◆ **GIVEN INSTRUCTION**
Please scale the items starting at the beginning and ending at the line that contains "[94,267,201,315]", both ends included. Write out every one of those lines again, the lines without coordinates too, with each bounding-box coordinate multiplied by 0.25 and rounded to a whole number, halves going up.

◆ **AVAILABLE RECORDS**
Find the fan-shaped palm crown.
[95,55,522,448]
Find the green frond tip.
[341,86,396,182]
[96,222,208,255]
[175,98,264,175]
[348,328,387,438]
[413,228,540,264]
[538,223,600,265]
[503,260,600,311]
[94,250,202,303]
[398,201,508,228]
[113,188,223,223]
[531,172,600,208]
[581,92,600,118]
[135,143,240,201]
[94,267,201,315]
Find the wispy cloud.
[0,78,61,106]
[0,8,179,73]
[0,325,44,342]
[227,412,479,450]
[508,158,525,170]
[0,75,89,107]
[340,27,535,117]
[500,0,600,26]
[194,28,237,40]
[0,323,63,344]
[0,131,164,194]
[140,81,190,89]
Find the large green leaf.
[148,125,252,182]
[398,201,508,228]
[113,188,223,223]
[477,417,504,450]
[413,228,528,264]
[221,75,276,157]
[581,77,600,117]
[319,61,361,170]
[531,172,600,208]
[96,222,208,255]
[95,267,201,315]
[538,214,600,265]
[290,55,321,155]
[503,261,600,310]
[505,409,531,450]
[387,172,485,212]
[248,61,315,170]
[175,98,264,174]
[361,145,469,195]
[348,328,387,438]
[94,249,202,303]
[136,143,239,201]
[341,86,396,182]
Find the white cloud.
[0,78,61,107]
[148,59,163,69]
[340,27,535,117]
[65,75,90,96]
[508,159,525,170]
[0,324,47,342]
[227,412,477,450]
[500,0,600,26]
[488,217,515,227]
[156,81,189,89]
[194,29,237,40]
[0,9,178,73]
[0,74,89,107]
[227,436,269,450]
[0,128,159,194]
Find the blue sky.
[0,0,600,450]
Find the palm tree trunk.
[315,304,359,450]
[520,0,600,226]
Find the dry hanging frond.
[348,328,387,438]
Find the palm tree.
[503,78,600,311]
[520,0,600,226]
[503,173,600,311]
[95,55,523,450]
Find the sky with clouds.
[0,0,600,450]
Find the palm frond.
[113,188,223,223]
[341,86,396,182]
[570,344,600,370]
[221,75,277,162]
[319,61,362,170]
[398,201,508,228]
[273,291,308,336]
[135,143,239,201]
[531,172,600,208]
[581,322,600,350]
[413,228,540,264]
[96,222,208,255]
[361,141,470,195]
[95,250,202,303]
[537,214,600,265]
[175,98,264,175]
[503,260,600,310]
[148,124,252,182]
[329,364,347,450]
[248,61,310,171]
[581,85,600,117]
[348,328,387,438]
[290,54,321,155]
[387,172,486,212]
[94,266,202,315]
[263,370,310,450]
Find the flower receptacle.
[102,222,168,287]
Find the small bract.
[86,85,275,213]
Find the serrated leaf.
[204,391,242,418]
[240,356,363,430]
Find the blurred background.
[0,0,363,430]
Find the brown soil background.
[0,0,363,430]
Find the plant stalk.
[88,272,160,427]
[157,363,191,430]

◆ **RESPONSE TO THIS EXERCISE**
Find the fan-shaped palm crown.
[24,14,131,112]
Find the green frond tip.
[85,22,99,46]
[24,56,52,64]
[44,25,66,44]
[87,82,97,110]
[103,57,135,66]
[135,56,150,66]
[126,65,150,78]
[24,63,51,76]
[100,50,127,57]
[28,47,56,56]
[133,43,150,52]
[145,23,150,30]
[34,36,60,50]
[24,67,50,79]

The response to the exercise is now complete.